Your task is to repeat the listing exactly.

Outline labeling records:

· · · · · · ·

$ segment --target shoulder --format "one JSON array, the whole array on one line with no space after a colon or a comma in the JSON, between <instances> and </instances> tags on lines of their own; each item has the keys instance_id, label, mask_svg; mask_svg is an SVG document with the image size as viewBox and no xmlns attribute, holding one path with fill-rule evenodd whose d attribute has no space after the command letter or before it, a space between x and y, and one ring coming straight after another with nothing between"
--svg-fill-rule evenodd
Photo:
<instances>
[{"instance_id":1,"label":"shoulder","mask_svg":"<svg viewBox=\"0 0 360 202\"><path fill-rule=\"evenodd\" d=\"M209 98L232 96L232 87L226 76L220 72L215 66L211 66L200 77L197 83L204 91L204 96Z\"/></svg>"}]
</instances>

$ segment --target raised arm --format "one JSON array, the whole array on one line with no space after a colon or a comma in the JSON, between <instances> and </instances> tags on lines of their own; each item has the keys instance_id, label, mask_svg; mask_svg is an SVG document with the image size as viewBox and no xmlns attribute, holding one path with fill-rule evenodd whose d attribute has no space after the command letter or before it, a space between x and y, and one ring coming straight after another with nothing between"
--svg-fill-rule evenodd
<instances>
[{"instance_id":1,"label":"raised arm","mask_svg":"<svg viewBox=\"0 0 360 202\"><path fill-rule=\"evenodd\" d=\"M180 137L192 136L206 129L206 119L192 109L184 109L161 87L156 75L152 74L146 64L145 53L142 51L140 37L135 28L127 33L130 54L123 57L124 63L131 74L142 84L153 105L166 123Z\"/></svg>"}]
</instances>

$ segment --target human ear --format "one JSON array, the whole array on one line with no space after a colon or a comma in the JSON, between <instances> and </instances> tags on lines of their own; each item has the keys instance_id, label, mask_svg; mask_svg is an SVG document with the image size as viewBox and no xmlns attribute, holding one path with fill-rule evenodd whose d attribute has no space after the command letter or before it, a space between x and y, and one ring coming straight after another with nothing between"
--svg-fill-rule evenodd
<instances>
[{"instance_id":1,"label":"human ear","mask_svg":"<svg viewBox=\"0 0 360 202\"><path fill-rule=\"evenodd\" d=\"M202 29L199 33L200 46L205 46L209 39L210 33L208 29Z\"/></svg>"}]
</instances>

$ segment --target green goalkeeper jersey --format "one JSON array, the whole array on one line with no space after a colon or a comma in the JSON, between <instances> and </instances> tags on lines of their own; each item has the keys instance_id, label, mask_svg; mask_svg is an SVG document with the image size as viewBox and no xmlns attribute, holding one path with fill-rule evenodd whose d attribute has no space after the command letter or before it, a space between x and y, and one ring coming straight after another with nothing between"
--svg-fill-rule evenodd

· · · · · · ·

:: CORRECT ANSWER ::
$ segment --target shoulder --format "one JSON array, the whole array on one line with no space after a colon or a comma in the JSON, between <instances> and </instances> tags on lines of their own; each item has the keys instance_id, label, mask_svg; mask_svg is an SVG document with the image size as viewBox and no xmlns attribute, holding one path with fill-rule evenodd whose d attribute has no space after the command letter or before it, a space between x and y, and one ring coming straight after another with nothing between"
--svg-fill-rule evenodd
Photo:
<instances>
[{"instance_id":1,"label":"shoulder","mask_svg":"<svg viewBox=\"0 0 360 202\"><path fill-rule=\"evenodd\" d=\"M209 98L232 96L232 87L226 76L220 72L215 66L211 66L200 77L197 83L204 91L204 96Z\"/></svg>"}]
</instances>

$ segment --target raised arm --format "one JSON array, the whole array on one line with no space after a colon or a comma in the JSON, between <instances> and </instances> tags on lines of their own; each item has the keys instance_id, label, mask_svg; mask_svg is an SVG document with the image size as viewBox and no xmlns attribute, holding one path with fill-rule evenodd whose d attribute has no space after the command letter or before it, a space between x and y, and one ring coming straight after another with nothing between"
--svg-fill-rule evenodd
<instances>
[{"instance_id":1,"label":"raised arm","mask_svg":"<svg viewBox=\"0 0 360 202\"><path fill-rule=\"evenodd\" d=\"M180 137L192 136L206 129L206 119L192 109L184 109L161 87L156 75L152 74L146 64L145 53L142 51L140 37L135 28L127 33L130 54L123 57L124 63L131 74L142 84L153 105L166 123Z\"/></svg>"}]
</instances>

$ segment --target human ear --format "one JSON array, the whole array on one line with no space after a colon or a comma in the JSON, between <instances> and </instances> tags on lines of their own; each item has the keys instance_id, label, mask_svg; mask_svg is an SVG document with the image size as viewBox and no xmlns attribute, holding one path with fill-rule evenodd whose d attribute has no space after the command letter or before it, a space between x and y, and one ring coming straight after another with nothing between"
--svg-fill-rule evenodd
<instances>
[{"instance_id":1,"label":"human ear","mask_svg":"<svg viewBox=\"0 0 360 202\"><path fill-rule=\"evenodd\" d=\"M202 29L199 33L200 46L205 46L209 39L210 33L208 29Z\"/></svg>"}]
</instances>

$ segment --target green goalkeeper jersey --format "one JSON array, the whole array on one line with no space after a colon or a comma in the JSON, between <instances> and </instances> tags on lines of their own; each item has the keys instance_id, label, mask_svg; mask_svg is an SVG document with the image size as viewBox and no xmlns attribute, holding one path with fill-rule evenodd whose d attribute has no space after the command letter or before it, a space between x and y, and one ring coming straight after another with nothing between"
--svg-fill-rule evenodd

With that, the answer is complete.